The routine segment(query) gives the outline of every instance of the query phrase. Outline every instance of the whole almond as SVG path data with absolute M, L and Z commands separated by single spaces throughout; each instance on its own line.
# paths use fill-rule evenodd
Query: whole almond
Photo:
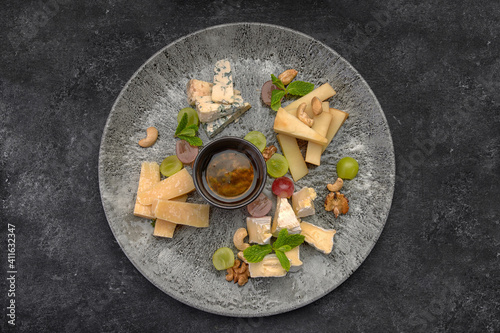
M 323 106 L 321 105 L 321 100 L 316 96 L 314 96 L 311 99 L 311 109 L 315 115 L 319 115 L 321 114 L 321 112 L 323 112 Z
M 286 86 L 290 82 L 292 82 L 293 79 L 295 79 L 295 77 L 297 76 L 297 73 L 298 72 L 293 68 L 287 69 L 286 71 L 284 71 L 283 73 L 278 75 L 278 79 L 280 79 L 281 82 L 283 82 L 283 84 Z

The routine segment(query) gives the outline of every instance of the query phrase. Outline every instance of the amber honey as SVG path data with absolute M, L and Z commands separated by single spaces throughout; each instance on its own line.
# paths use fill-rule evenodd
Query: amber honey
M 204 171 L 208 189 L 223 199 L 237 199 L 255 187 L 254 167 L 243 152 L 228 149 L 214 154 Z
====
(What the task requires): Return the listing above in full and without alteration, excluding its pictures.

(Output for this exercise):
The routine segment(query) gives the outline of every instance of the query phrase. Outline every instance of the whole almond as SVG path data with absolute M, L and Z commands separated by single spaces throughout; each instance on its own line.
# paths use fill-rule evenodd
Query: whole almond
Photo:
M 323 106 L 321 105 L 321 100 L 316 96 L 314 96 L 311 99 L 311 109 L 315 115 L 319 115 L 321 114 L 321 112 L 323 112 Z
M 286 86 L 290 82 L 292 82 L 293 79 L 295 79 L 295 77 L 297 76 L 297 73 L 298 72 L 293 68 L 287 69 L 286 71 L 284 71 L 283 73 L 278 75 L 278 79 L 280 79 L 281 82 L 283 82 L 283 84 Z

The routine segment(query) gives the outline of every instance of the query phrase. Outline every instance of the amber honey as SVG path data with absolute M, L and Z commands separated by single spaces throughout; each instance on its own line.
# paths use fill-rule evenodd
Query: amber honey
M 204 171 L 208 189 L 223 199 L 237 199 L 255 187 L 254 167 L 243 152 L 228 149 L 214 154 Z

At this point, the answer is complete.